Aim a. Quote the passage on tables below from "For fast-moving financial" up to and including "be borderline nuts.".

Most table-examples you see are simplistic, and do not show the real conditions that arise when trying to do something robust in a table. A realistic table-example is my Palm-models (mobile before Mobile) feature-chart. It doesn’t fit on the screen. Scroll-bars don’t serve as nice for sprawling tables, as they do for long pages or over-sized images.
This plugin advertises itself as a web-interface for a spreadsheet. That’s why it’s constantly trying to update the table. It’s meant to let you continue working real-time in your spreadsheet-program, which is auto-saving to a CSV export-file, which Sortable Tables is using to update a table on your page. (Your spreadsheet might even be auto-editing itself, from various sources online.)
For fast-moving financial information, election-returns etc, the auto-update could be very handy. Crucial even. For a lot of our normal content, though, this is going to be borderline nuts.
Not every table benefits from being sortable, either. An ‘informed’ ordering by a knowledgeable author can be the ‘right’ order, and value of the content is only degraded by changing it. But the sort-options does give tables some new legs. It can make it easier to find target-features in the Palm-chart.
In an effort to suppress the use of tables for page-presentation, there arose an ‘active’ deprecation-bias of tables, across the board and for any purpose. Tables acquired a whiff of evil, no matter what you were using them for.
But in reality, tables are an extremely adroit tool … and it’s no big surprise that there is a seeming (re)discovery of their power, as we watch a broad rebound of tables.

Material supplied.

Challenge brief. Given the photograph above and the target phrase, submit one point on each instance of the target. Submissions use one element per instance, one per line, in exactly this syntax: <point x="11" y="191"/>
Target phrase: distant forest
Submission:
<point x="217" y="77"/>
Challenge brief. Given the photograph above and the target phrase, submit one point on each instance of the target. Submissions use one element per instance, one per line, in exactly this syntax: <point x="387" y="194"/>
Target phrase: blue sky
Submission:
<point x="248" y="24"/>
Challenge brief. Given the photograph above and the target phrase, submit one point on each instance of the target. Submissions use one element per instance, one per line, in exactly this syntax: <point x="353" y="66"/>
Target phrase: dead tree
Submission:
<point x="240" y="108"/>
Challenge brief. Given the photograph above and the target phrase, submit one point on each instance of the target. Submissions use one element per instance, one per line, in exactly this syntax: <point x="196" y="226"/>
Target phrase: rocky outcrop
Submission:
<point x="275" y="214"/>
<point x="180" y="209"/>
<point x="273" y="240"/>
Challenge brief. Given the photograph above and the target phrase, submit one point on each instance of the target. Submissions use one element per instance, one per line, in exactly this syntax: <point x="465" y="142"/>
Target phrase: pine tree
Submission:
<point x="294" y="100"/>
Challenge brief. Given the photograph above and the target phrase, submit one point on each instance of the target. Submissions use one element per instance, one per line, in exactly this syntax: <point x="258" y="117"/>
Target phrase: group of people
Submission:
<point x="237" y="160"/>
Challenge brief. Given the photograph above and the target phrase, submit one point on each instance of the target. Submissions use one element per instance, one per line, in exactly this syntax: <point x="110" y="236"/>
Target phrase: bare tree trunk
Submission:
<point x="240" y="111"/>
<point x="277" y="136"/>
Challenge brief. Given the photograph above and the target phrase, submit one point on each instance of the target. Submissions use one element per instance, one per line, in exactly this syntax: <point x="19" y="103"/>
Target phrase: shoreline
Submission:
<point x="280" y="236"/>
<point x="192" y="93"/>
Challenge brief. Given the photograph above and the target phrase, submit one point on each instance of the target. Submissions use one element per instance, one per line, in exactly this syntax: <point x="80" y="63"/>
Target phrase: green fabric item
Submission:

Aim b. How many lines of the records above contain the string "Challenge"? Give only the number.

Task result a.
For fast-moving financial information, election-returns etc, the auto-update could be very handy. Crucial even. For a lot of our normal content, though, this is going to be borderline nuts.

Task result b. 9